▸ Excerpt provided:

A Survey on Speech LLMs
https://arxiv.org/pdf/2410.18908
Contents
- Multimodal Information Fusion
- Training Strategies
4. Multimodal Information Fusion
Most critical issue in Speech LLM
\(\rightarrow\) Alignment between the (1) audio modality & the (2) text modality
Requires two steps
- Step 1) Audio Feature Post-Process
- Focuses on determining “what specific audio info” is needed
- Step 2) Audio and Text Connection,
- Addresses how to “effectively combine” these two types of information.
Step 1) Audio Feature Post-Process
Tend to directly use the final layer output of the encoder
Mainstream approach
- # 1. Extract the output of the final layer of the encoder as the primary source of audio modality information.
Alternatives:
- # 2. Using intermediate layer outputs to capture more granular features
- # 3. Attention mechanisms to emphasize relevant parts of the audio signal
Step 2) Audio and Text Connection
Audio feature must be integrated with the textual modality!

▸ Brief: Reproduce the speech LLM survey notes above in full, with nothing changed.

▸ Supplied records:
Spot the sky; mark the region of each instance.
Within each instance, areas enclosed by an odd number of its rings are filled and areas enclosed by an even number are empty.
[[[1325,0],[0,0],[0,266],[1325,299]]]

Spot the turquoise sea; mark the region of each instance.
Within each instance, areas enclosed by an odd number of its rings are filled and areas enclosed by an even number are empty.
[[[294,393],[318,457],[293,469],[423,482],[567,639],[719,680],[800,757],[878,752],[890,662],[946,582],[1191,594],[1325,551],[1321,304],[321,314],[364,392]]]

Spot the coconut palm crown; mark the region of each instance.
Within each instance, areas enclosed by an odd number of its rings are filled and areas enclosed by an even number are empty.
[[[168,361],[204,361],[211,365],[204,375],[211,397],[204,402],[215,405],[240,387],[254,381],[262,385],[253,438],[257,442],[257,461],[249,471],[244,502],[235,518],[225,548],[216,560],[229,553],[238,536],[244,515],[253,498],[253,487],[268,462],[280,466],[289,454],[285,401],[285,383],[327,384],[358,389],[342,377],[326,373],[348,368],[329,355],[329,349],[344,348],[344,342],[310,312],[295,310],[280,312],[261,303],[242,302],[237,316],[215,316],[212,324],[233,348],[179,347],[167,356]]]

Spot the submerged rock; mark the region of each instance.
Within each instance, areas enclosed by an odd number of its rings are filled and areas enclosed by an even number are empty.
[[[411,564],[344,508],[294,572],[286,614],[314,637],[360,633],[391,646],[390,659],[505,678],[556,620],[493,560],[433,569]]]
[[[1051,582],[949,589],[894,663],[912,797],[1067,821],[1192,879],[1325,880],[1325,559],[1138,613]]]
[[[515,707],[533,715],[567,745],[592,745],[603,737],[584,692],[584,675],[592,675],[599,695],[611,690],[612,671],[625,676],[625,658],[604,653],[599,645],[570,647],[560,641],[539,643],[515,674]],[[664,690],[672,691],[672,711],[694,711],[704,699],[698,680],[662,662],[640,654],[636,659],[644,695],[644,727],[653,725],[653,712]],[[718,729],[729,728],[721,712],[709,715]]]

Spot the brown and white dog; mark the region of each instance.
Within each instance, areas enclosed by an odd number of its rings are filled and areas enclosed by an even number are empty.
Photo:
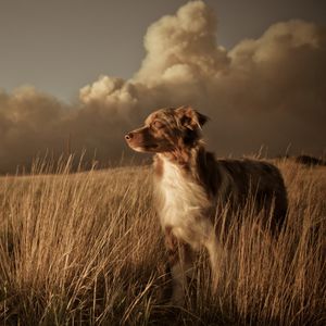
[[[274,230],[287,213],[287,193],[278,168],[251,160],[215,160],[201,137],[206,121],[190,106],[161,109],[148,116],[143,127],[125,136],[131,149],[155,153],[156,210],[168,251],[172,302],[176,304],[184,303],[192,251],[202,246],[209,252],[216,287],[214,272],[223,255],[216,237],[216,209],[228,205],[240,210],[251,196],[259,211],[272,212]]]

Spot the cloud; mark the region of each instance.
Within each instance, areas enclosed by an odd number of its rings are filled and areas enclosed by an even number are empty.
[[[79,102],[64,104],[25,88],[0,91],[0,171],[25,164],[66,140],[99,160],[120,158],[126,130],[152,110],[191,104],[208,114],[205,135],[217,155],[321,154],[325,150],[326,29],[289,21],[226,51],[216,38],[216,15],[191,1],[152,24],[141,66],[128,80],[100,76],[83,87]]]

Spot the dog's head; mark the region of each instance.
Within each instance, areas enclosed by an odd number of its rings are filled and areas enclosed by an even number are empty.
[[[208,117],[190,106],[161,109],[148,116],[145,126],[128,133],[128,146],[138,152],[172,152],[193,147],[201,139]]]

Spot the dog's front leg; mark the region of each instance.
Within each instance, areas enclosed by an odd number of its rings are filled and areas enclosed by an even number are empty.
[[[193,271],[192,249],[188,243],[178,240],[170,227],[165,229],[165,246],[173,285],[171,303],[184,305],[187,277],[191,277]]]

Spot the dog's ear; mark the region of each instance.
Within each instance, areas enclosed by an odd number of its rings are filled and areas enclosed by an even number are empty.
[[[191,106],[180,106],[176,109],[178,122],[183,127],[195,130],[209,121],[209,117],[193,110]]]

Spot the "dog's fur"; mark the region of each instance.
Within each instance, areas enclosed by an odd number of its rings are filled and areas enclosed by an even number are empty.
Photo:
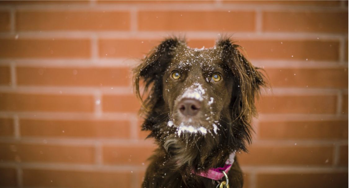
[[[169,38],[135,69],[135,90],[143,104],[142,130],[151,131],[148,137],[159,146],[150,158],[142,187],[215,187],[215,181],[195,173],[222,167],[232,152],[247,151],[250,123],[257,113],[255,98],[266,80],[239,48],[229,38],[203,49],[190,48],[183,39]],[[178,80],[171,77],[174,70],[180,73]],[[222,77],[216,83],[211,80],[215,72]],[[179,112],[178,101],[199,85],[204,91],[202,107],[196,117],[188,120]],[[182,123],[201,126],[207,134],[179,131]],[[228,177],[230,187],[242,187],[236,157]]]

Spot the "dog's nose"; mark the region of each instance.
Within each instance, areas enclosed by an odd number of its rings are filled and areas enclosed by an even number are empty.
[[[199,112],[201,108],[200,101],[193,99],[183,99],[178,103],[179,111],[185,116],[195,116]]]

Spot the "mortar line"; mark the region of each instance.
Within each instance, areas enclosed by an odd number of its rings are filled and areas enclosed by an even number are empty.
[[[343,92],[341,90],[339,90],[337,92],[337,109],[336,114],[340,116],[342,115],[342,107],[343,103]]]
[[[345,55],[345,40],[346,39],[344,37],[342,37],[339,40],[339,49],[338,51],[338,55],[339,57],[339,61],[340,62],[343,62],[344,61],[344,60],[345,59],[345,57],[344,57]]]
[[[95,116],[99,117],[102,116],[103,108],[102,106],[102,94],[100,90],[97,90],[94,92],[95,99]]]
[[[292,32],[263,32],[257,33],[253,32],[239,32],[233,30],[227,32],[234,32],[233,36],[235,39],[244,40],[251,40],[255,39],[264,40],[310,40],[312,41],[323,41],[326,40],[338,40],[342,38],[347,38],[347,36],[340,33],[297,33]],[[186,31],[186,36],[187,38],[192,39],[208,39],[213,41],[218,37],[216,31],[194,32]],[[58,39],[90,39],[91,36],[96,34],[99,38],[105,39],[154,39],[161,40],[164,37],[171,36],[173,35],[181,34],[179,31],[174,32],[169,34],[168,31],[137,31],[134,32],[129,31],[78,31],[76,30],[62,30],[59,31],[28,31],[17,32],[22,39],[35,39],[37,38],[50,40],[52,38]],[[1,38],[12,39],[14,33],[8,32],[0,32],[0,37]],[[316,39],[321,38],[321,40]]]
[[[137,125],[137,116],[135,115],[131,115],[129,117],[130,137],[131,139],[138,140],[139,139],[138,128]]]
[[[13,126],[14,126],[15,139],[19,140],[21,139],[21,128],[19,123],[19,118],[18,115],[15,115],[13,116]]]
[[[138,30],[138,10],[132,8],[130,10],[130,30],[132,33],[135,33]]]
[[[90,3],[88,4],[81,5],[70,5],[67,7],[66,5],[22,5],[18,6],[16,8],[21,10],[51,10],[59,11],[64,10],[68,11],[86,10],[90,9],[91,4],[94,3]],[[217,2],[217,3],[220,3]],[[329,11],[337,12],[347,10],[346,7],[339,6],[337,7],[331,6],[290,6],[278,5],[236,5],[223,4],[222,6],[215,6],[214,3],[201,4],[193,3],[192,6],[188,6],[187,4],[183,3],[175,3],[169,6],[168,4],[151,4],[144,5],[101,5],[97,4],[93,6],[93,11],[122,11],[129,9],[133,7],[136,7],[142,11],[168,11],[171,10],[182,10],[185,11],[224,11],[230,9],[231,10],[241,11],[252,11],[255,10],[256,6],[259,6],[258,8],[268,11],[311,11],[313,12]],[[0,9],[8,9],[11,8],[11,6],[4,6],[0,7]]]
[[[98,41],[97,35],[92,34],[91,37],[91,58],[92,62],[99,58]]]
[[[96,164],[100,166],[103,164],[103,151],[102,144],[101,142],[95,141],[95,163]]]
[[[10,32],[14,33],[16,31],[16,10],[15,8],[10,8]]]

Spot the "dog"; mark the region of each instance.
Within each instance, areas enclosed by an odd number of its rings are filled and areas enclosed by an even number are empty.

▸ Output of the task:
A Survey on Speech LLMs
https://arxiv.org/pdf/2410.18908
Contents
- Multimodal Information Fusion
- Training Strategies
4. Multimodal Information Fusion
Most critical issue in Speech LLM
\(\rightarrow\) Alignment between the (1) audio modality & the (2) text modality
Requires two steps
- Step 1) Audio Feature Post-Process
- Focuses on determining “what specific audio info” is needed
- Step 2) Audio and Text Connection,
- Addresses how to “effectively combine” these two types of information.
Step 1) Audio Feature Post-Process
Tend to directly use the final layer output of the encoder
Mainstream approach
- # 1. Extract the output of the final layer of the encoder as the primary source of audio modality information.
Alternatives:
- # 2. Using intermediate layer outputs to capture more granular features
- # 3. Attention mechanisms to emphasize relevant parts of the audio signal
Step 2) Audio and Text Connection
Audio feature must be integrated with the textual modality!